• Written task 1
Reproduce the passage of the article on the Spokane shootings between "In chain of" and "at 12:02 p.m.", inclusive.

==== Reading text

In chain of killings, man shot by police was suspected of homicide in avenging friend’s 2013 death
Jan. 7, 2021 Updated Fri., Jan. 8, 2021 at 12:02 p.m.
A pair of shootings in the span of nine days has left two Spokane men dead and ended seven years of seeking revenge .
Forty-one-year-old Joseph “Sabastian” Buskirk was shot in the chest on Dec. 27 outside of his home on South Madelia Street near East Sprague Avenue.
By Tuesday, Spokane Police settled on a suspect and pursued 36-year-old Shawn McCoy. After a car chase, McCoy, nicknamed “Peg” after a train car rolled over his leg as a teenager, stepped out of his car and fired a gun at police. Officers shot back and killed him near the corner of Queen Avenue and Ash Street.
Investigation records describe the two men as career criminals connected by another slaying in October 2013.
Buskirk spent much of his life as a drug dealer. In October 2013, he became entangled in a drugs-for-sex arrangement with the girlfriend of a man named Brandon Compogno.
On Facebook, Compogno wrote if anyone was intimate with his girlfriend, he would kill them. He also posted suggestive photos and demeaning language about his girlfriend.
Buskirk told police he had been selling Compogno’s girlfriend OxyContin pills and she’d become desperate, according to court documents.
So Buskirk agreed to give her some pills in exchange for her Blu-Ray DVD player, food stamps and sex. He told police at the time that Compogno knew he had been selling her pills and that Compogno “was not happy about it.”
One day Compogno came home and found Buskirk leaving, witnesses told police.
Compogno held the muzzle of a gun to Buskirk’s back and said: “You better run, I might just shoot you,” according to Bus- kirk’s account .
Buskirk then turned and fired three to six shots, killing Compogno, according to Buskirk’s statement to police.
Arguing self-defense, Buskirk was not prosecuted for the killing. Instead, he pleaded guilty to selling drugs.
Several anonymous tipsters and witnesses told police that Compogno’s death had long been a source of ire for McCoy, a close friend of Compogno’s, according to the warrant filed this week in the killing of Buskirk.
In 2015, McCoy posted several drawings he made depicting Compogno, setting one as his cover image on Facebook.
The tipsters and witnesses said McCoy’s gang, the Young Guns Blood Norteños, had been aligned at the time with Compogno’s North Side Rider Bloods, the warrant said. The Norteños “wished revenge for their “brother’” but were “unable” to hurt Buskirk because he had been in prison for separate crimes, according to the warrant.
McCoy seemed not to fear police. Or pain.
While train-hopping at age 13, McCoy caught his foot under a boxcar. The accident crushed his leg and doctors had to amputate it below the knee, police said at the time.
As an adult, McCoy – who went by “Menace,” “Peg,” and “Peg Leg” on the street due to his prosthetic – racked up an extensive criminal history, according to court documents.

========

• Written task 2
Convert the rows into a numbered list, starting at the row that contains "Report the location of every instance of the tree foliage" and continuing through the last row, inclusive. Omit any blank lines.

==== Records to use

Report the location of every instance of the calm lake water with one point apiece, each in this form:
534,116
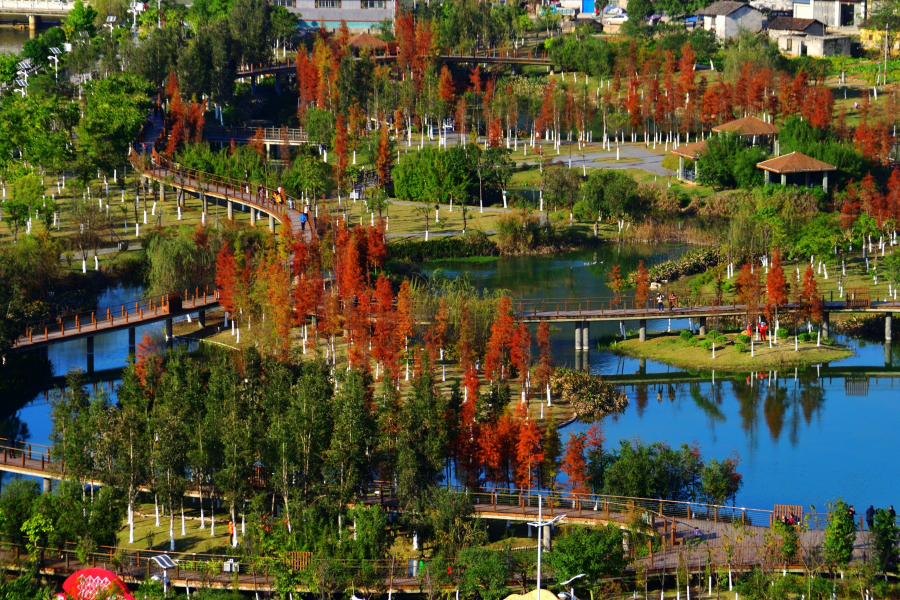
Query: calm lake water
12,40
809,441
828,433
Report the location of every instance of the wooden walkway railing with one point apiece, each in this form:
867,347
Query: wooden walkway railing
129,314
495,55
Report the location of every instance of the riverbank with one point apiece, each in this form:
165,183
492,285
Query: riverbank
730,354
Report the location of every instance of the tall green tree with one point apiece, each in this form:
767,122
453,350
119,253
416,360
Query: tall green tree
348,468
422,437
840,534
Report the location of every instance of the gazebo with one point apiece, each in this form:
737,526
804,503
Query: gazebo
692,152
367,41
749,127
798,169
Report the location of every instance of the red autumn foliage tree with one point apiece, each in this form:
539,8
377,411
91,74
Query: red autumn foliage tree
545,364
384,160
810,302
615,284
574,464
497,355
775,284
341,152
226,274
748,290
641,286
520,354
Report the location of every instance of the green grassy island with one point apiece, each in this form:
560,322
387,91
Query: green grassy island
731,353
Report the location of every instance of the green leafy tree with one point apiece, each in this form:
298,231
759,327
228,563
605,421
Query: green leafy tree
422,437
16,507
720,480
483,571
82,19
347,464
114,113
249,23
885,535
840,534
613,193
596,552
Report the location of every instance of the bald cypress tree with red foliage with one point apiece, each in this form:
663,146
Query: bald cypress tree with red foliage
775,285
497,355
574,464
810,303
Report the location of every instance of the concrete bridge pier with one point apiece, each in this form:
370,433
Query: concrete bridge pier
90,345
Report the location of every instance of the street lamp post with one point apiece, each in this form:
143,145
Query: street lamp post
572,589
55,65
540,524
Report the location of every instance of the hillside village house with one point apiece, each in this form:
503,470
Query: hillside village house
728,17
806,37
832,13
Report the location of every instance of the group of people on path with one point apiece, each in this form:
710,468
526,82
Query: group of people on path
870,514
280,197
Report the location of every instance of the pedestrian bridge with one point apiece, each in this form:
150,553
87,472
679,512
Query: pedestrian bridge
35,9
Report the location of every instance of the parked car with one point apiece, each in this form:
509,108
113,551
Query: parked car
615,19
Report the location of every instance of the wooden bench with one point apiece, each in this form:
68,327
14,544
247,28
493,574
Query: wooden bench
786,510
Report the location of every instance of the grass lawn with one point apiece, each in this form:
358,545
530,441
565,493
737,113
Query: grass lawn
672,350
856,277
621,161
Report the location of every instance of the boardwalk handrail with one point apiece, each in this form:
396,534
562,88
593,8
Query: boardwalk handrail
238,190
627,306
269,133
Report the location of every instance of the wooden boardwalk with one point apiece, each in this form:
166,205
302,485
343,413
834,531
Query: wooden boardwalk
116,318
504,56
607,309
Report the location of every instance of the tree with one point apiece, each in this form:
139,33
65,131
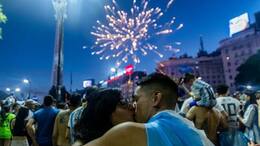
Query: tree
3,19
249,72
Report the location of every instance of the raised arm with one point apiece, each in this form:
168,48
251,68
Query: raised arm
126,134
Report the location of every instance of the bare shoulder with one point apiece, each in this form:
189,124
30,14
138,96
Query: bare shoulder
125,134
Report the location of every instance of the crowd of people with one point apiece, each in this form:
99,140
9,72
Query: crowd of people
161,113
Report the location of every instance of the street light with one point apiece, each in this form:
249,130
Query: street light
248,87
113,70
28,82
17,89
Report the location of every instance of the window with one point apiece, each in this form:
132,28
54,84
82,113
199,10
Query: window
237,62
243,53
229,64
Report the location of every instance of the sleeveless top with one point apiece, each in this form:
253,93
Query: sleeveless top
5,126
169,129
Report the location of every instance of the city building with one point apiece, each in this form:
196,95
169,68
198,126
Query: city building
211,70
209,67
236,49
177,67
124,80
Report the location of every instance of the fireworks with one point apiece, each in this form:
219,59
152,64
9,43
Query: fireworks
127,36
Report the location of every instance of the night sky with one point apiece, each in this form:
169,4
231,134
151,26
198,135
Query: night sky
26,50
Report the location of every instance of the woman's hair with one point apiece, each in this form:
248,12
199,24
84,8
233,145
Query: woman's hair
4,110
19,127
96,117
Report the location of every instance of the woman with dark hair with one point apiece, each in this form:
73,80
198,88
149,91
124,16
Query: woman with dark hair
105,109
250,118
19,128
6,118
203,113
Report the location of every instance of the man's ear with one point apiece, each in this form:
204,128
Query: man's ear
157,97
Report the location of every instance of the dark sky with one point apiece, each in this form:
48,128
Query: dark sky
26,50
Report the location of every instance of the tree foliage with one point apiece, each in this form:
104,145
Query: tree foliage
249,72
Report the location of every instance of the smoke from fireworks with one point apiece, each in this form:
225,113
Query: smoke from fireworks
129,35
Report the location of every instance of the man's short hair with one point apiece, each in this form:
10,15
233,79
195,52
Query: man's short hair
222,89
75,100
163,82
48,100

========

• Full output 1
In chain of killings, man shot by police was suspected of homicide in avenging friend’s 2013 death
Jan. 7, 2021 Updated Fri., Jan. 8, 2021 at 12:02 p.m.

• Full output 2
1. Report the location of every instance of the tree foliage with one point apiece, each in this form:
2. 104,145
3. Query: tree foliage
4. 249,72
5. Report the location of every instance of the smoke from fireworks with one point apiece, each in this form:
6. 225,113
7. Query: smoke from fireworks
8. 129,35
9. Report the location of every instance of the man's short hair with one point apiece, each in this form:
10. 10,15
11. 233,79
12. 195,52
13. Query: man's short hair
14. 222,89
15. 75,100
16. 163,82
17. 48,100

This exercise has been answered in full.